While the Budget does focus on pushing infrastructure and affordable housing, the middle class has been given a miss, says Niranjan Hiranandani, CoFounder and MD of Hiranandani Group and Vice Chairman of NAREDCO.

In an interview with BusinessLine, the 71-year-old Indian billionaire pointed out that institutional investor interest in real estate, particularly new asset classes, was picking up and infrastructure status to data centres would push growth further in the sector. Excerpts:

Q

Would you say that the budget overlooked some of the long standing demands for the realty sector?

In a way yes. But then, there is no major tax implication on the sector. So, no bad news is good news for us. However, we are hopeful that the GST Council will consider extending input tax credit benefits to developers.

Q

Has the Prime Minister Awas Yojana (PMAY) lived up to expectations?

Nearly ₹80,000 crore has been allocated under the PMAY–Urban and PMAY–Rural in the last five years. Execution of such a large scale project will always be a problem here. But PMAY–Rural has really done well despite the Covid–induced slowdown over the last few years. It is PMAY–Urban which is facing some issues especially if one considers the bigger metros– Delhi, Mumbai and Chennai.

Slum development projects are an issue here, including ownership concerns. So naturally there is slowdown in big cities. Plus migration happened (during the pandemic) towards smaller towns, thus slowing down the scheme. But the same PMAY(Urban) has done well in the peripheral areas of metros, Tier-I and Tier-II cities, and in larger urban areas of the hinterlands.

Stored data entries:
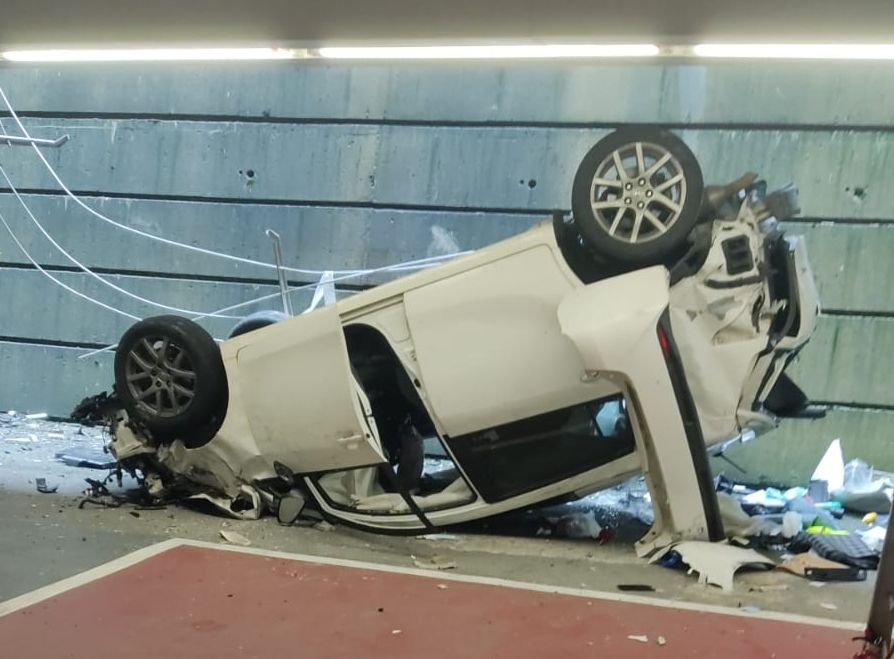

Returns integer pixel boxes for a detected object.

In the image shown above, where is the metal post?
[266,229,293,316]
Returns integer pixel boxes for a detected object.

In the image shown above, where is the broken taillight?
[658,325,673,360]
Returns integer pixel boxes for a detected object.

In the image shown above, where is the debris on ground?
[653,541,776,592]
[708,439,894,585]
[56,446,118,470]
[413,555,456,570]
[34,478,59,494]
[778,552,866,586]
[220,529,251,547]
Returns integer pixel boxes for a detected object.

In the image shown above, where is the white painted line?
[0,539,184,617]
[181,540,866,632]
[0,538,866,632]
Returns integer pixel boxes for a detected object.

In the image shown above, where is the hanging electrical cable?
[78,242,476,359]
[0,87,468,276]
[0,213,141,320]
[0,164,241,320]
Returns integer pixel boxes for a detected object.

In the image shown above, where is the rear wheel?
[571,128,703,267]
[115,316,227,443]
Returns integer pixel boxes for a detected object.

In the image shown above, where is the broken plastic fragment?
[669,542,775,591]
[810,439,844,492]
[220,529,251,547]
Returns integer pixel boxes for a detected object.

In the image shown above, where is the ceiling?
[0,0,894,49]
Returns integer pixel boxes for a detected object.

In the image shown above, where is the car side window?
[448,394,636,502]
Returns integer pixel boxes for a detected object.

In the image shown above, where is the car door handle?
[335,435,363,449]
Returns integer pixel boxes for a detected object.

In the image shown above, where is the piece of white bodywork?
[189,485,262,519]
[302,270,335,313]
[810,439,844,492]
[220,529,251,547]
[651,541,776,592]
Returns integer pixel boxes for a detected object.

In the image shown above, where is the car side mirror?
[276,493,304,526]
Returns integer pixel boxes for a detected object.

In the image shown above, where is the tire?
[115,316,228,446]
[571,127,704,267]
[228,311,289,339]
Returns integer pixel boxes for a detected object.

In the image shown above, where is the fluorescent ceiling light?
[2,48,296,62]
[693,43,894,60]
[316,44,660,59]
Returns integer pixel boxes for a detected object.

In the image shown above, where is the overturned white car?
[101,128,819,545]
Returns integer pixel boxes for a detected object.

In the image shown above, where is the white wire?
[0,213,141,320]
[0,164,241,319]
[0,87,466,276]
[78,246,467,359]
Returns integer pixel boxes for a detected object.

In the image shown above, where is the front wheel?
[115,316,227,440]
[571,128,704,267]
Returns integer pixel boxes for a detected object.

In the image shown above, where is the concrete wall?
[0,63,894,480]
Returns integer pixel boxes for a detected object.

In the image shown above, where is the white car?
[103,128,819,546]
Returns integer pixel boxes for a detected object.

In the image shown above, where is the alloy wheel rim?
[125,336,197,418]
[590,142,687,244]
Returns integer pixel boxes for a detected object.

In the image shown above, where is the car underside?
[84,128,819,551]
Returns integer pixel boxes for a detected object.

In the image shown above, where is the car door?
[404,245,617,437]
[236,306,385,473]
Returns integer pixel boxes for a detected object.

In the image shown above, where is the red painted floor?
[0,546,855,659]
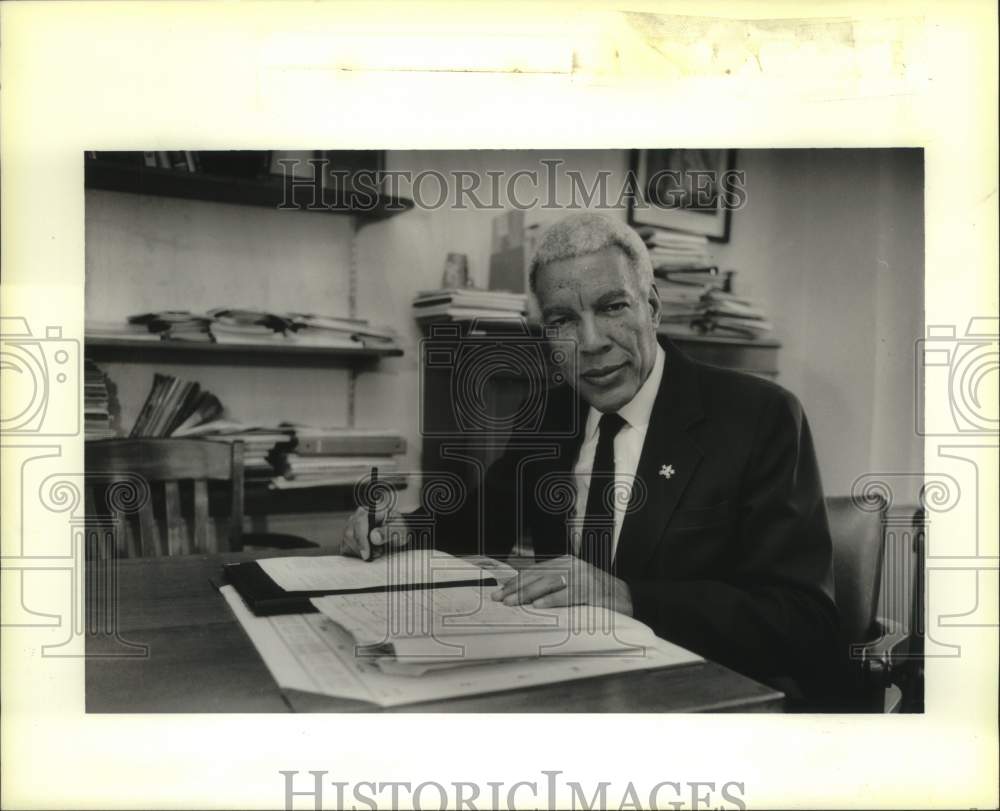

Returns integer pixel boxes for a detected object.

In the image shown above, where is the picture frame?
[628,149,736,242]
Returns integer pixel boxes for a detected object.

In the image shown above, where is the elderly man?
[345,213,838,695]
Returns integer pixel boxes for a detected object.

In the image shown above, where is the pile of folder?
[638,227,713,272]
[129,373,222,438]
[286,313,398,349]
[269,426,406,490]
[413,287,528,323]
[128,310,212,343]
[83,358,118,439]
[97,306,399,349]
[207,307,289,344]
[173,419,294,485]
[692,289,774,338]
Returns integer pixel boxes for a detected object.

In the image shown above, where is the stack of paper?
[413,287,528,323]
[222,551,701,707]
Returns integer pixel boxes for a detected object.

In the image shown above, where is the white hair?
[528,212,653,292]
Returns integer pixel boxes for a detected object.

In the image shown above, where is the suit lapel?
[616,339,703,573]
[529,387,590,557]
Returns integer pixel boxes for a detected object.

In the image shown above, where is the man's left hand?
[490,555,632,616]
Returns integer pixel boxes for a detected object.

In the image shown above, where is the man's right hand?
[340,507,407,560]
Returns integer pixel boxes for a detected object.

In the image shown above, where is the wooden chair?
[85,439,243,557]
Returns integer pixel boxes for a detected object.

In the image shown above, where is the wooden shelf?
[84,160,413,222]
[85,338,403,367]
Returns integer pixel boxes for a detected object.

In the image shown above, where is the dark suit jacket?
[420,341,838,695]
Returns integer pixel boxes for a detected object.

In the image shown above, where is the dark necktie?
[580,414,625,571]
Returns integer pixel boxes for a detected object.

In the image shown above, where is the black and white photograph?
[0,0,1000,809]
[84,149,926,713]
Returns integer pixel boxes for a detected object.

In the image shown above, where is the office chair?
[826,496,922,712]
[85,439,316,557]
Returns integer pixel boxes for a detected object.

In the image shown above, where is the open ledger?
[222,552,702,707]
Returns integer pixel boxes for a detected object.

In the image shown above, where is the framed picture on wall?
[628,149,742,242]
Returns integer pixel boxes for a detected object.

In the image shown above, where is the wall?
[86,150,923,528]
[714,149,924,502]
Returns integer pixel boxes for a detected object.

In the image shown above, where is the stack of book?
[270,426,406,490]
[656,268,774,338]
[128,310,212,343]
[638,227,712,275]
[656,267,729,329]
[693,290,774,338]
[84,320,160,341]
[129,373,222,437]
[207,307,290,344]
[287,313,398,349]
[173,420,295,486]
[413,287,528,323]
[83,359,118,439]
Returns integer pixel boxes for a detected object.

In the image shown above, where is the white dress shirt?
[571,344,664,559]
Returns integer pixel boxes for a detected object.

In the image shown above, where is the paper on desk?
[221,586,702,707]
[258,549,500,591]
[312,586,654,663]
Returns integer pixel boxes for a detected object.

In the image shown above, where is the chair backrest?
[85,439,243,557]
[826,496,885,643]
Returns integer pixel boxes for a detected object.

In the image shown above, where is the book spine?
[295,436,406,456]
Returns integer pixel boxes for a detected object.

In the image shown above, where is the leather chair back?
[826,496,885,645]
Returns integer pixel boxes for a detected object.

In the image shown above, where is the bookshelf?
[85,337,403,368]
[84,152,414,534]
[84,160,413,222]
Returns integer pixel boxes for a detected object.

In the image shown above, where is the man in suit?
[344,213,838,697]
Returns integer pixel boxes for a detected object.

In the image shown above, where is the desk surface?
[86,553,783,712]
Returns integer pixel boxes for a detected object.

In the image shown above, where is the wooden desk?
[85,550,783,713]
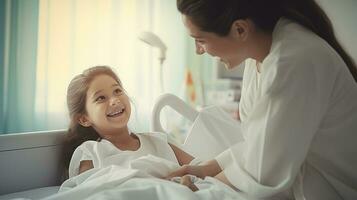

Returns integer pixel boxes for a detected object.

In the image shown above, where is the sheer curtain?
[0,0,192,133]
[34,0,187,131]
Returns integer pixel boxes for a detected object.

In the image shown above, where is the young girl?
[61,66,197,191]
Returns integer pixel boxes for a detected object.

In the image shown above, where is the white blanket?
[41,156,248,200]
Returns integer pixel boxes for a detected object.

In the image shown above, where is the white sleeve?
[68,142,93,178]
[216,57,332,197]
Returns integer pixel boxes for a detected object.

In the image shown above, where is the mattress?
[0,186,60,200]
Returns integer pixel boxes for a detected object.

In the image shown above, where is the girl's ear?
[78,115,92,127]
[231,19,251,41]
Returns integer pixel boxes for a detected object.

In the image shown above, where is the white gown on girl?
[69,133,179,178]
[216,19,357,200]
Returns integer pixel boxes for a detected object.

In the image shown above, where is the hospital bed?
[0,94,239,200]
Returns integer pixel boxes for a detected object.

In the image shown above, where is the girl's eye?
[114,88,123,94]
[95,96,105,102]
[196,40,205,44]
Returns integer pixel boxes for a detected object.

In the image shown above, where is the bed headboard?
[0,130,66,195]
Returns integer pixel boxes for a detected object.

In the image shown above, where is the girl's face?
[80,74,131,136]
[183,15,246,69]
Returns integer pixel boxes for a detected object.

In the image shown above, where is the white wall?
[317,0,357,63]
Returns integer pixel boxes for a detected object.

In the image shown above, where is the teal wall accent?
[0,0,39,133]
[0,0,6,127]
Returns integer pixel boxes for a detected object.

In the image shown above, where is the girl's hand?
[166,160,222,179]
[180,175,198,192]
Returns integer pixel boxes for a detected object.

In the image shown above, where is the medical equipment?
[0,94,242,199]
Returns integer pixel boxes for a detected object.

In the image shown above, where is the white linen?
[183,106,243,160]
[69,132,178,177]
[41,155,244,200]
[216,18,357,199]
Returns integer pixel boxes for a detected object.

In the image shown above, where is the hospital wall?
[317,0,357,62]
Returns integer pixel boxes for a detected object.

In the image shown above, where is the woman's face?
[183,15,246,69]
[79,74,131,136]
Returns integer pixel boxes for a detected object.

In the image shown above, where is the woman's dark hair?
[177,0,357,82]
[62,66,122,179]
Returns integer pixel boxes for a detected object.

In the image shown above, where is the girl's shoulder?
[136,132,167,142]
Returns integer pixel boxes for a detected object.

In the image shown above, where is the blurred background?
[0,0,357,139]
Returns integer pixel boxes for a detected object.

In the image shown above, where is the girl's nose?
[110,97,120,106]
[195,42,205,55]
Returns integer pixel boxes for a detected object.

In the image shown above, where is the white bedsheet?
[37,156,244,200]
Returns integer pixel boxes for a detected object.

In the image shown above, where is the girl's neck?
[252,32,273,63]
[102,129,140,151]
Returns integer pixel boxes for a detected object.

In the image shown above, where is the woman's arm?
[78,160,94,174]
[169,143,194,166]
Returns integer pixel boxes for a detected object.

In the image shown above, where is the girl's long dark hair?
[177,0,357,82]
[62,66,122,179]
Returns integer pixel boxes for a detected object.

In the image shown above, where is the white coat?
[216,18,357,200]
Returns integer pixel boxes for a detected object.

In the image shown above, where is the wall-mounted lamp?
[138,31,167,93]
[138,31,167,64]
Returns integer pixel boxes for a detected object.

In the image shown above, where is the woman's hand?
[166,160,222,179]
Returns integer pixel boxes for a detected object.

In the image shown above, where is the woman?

| Exercise goal |
Repeat the interview word for word from "In a way yes." to "up to expectations?". These entries have no connection to the interview.

| Expected answer |
In a way yes. But then, there is no major tax implication on the sector. So, no bad news is good news for us. However, we are hopeful that the GST Council will consider extending input tax credit benefits to developers.

Q

Has the Prime Minister Awas Yojana (PMAY) lived up to expectations?